__Set of tasks__
- A) Answer these questions from the passage on living constitutionalism:
(i) Which justices does the passage name as examples of the living constitutionalist approach?
(ii) According to the passage, what do the labels for judicial behavior describe?
(iii) What kind of Court does the passage say is also acting assertively under the structural definition?
- B) Pick up the passage on living constitutionalism and judicial activism after its final sentence, and write the paragraph that follows.

__Document segment__

******

Living constitutionalists hold that the Constitution is a dynamic document whose broad principles must be applied to circumstances the Founders could not have foreseen, and that its meaning can legitimately evolve with society's changing standards. The late Ruth Bader Ginsburg exemplified this approach, as do Justices Sonia Sotomayor and Elena Kagan. This outlook is often associated with judicial activism, a willingness to use judicial power assertively to protect individual rights and to strike down laws the justices find incompatible with constitutional principle, even where the text is not explicit. The argument is one of necessity and justice: a document written in the eighteenth century cannot govern a modern society unless its principles are read flexibly, and the courts must sometimes act to protect minorities whom the majoritarian branches will not.
It is important not to equate "activism" simply with one side of politics: a conservative Court that strikes down precedents and overturns the actions of elected bodies is, by the structural definition, also acting assertively rather than with restraint. The labels describe how boldly the Court uses its power, not merely the direction in which it rules.

******

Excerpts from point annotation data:
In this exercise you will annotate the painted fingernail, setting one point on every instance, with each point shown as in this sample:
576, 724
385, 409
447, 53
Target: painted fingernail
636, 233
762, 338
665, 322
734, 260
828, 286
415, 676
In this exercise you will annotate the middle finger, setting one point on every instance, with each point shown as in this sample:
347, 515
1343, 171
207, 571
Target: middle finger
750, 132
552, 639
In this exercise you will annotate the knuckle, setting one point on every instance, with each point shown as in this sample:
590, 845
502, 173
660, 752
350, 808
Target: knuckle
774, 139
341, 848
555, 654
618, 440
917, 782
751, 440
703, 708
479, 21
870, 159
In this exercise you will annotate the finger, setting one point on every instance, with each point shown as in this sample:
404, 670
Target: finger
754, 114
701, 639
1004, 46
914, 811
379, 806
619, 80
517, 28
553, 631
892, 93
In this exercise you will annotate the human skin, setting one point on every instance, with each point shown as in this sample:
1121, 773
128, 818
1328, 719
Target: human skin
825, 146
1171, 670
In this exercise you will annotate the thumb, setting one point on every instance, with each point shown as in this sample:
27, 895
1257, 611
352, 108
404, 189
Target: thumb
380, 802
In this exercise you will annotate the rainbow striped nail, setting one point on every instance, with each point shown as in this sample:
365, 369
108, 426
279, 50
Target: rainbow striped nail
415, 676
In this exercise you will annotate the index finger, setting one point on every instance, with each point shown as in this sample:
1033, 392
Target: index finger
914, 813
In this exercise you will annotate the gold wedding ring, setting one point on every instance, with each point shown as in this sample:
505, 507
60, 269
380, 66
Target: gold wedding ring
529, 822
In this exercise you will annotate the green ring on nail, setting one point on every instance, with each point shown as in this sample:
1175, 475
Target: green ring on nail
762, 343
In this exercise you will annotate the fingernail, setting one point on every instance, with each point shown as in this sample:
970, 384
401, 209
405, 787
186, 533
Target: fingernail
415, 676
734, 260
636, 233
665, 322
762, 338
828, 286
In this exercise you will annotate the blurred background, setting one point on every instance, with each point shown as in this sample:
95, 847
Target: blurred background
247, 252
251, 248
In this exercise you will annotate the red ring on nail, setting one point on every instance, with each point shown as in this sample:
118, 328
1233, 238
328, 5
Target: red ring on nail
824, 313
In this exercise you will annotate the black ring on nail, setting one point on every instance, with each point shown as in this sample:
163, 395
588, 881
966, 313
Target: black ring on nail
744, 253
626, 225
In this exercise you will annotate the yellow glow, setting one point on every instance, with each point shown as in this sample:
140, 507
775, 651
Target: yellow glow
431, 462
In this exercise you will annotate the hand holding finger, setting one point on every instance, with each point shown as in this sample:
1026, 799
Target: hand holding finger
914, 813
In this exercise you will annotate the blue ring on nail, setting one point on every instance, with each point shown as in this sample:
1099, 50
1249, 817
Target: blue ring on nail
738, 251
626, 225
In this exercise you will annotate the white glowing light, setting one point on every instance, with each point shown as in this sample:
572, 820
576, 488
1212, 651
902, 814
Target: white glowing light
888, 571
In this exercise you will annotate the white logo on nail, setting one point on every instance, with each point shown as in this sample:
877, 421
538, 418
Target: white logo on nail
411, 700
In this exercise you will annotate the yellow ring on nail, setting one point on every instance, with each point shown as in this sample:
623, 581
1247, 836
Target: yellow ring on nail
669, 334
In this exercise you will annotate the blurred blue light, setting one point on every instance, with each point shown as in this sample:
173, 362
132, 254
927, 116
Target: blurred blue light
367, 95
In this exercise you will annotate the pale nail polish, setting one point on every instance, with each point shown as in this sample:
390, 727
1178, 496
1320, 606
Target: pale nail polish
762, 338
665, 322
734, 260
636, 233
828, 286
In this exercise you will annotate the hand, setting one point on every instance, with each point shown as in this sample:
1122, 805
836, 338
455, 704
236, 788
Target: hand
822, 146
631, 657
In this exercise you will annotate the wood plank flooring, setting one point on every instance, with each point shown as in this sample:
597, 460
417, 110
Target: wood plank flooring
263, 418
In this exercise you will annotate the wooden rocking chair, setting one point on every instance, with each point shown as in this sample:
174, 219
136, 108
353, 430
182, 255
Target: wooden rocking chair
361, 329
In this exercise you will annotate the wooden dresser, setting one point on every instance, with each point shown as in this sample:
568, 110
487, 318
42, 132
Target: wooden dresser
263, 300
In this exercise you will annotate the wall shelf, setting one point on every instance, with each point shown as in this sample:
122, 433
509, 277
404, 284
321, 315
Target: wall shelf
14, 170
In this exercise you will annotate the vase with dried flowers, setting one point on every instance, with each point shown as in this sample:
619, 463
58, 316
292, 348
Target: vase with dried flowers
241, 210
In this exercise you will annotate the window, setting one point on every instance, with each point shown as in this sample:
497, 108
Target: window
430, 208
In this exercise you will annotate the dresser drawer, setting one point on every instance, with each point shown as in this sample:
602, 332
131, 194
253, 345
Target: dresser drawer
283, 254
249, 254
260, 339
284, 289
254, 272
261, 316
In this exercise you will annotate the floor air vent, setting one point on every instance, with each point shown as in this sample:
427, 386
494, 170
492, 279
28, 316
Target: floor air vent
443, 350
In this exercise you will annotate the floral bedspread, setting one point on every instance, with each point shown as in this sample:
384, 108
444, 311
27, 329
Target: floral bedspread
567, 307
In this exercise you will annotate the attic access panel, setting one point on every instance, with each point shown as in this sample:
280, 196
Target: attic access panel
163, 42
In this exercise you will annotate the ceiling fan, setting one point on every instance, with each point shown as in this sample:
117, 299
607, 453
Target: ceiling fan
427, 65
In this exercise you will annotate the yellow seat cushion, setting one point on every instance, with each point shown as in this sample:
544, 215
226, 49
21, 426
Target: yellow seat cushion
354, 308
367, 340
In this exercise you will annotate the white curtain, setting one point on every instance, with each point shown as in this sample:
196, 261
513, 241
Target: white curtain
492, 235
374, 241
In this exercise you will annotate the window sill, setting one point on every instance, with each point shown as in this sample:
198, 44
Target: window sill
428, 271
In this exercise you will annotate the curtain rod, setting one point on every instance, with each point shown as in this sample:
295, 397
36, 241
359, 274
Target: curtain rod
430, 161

******

__Task-by-task answers__
- A)
(i) Ruth Bader Ginsburg, Sonia Sotomayor and Elena Kagan.
(ii) How boldly the Court uses its power, not merely the direction in which it rules.
(iii) A conservative Court that strikes down precedents and overturns the actions of elected bodies.

- B)
These philosophical positions are closely related to two further pairs of terms candidates should command. Strict construction describes a narrow, literal reading of the constitutional text, typically associated with originalism and conservatism, while loose construction describes a broad, purposive reading that finds wider meaning in the text, typically associated with the living-constitution approach and liberalism. The distinction matters because it determines, for instance, how far the vague language of the Constitution — the "due process" clause, the Commerce Clause, the Eighth Amendment's bar on "cruel and unusual" punishment — is read to reach modern situations the Founders never contemplated. A strict constructionist will resist extending such phrases beyond their original understanding; a loose constructionist will read them as living principles capable of growth. Because so much of the Constitution is written in broad language, the choice between these interpretive stances is, in practice, a choice about the substantive content of American law, which is exactly why a President's nominations are scrutinised so closely for the philosophy they embody.
The Court's power is best understood through the cases in which it has reshaped American life. Each is stated below with its verified year; candidates should learn the principle, the year and the significance of each.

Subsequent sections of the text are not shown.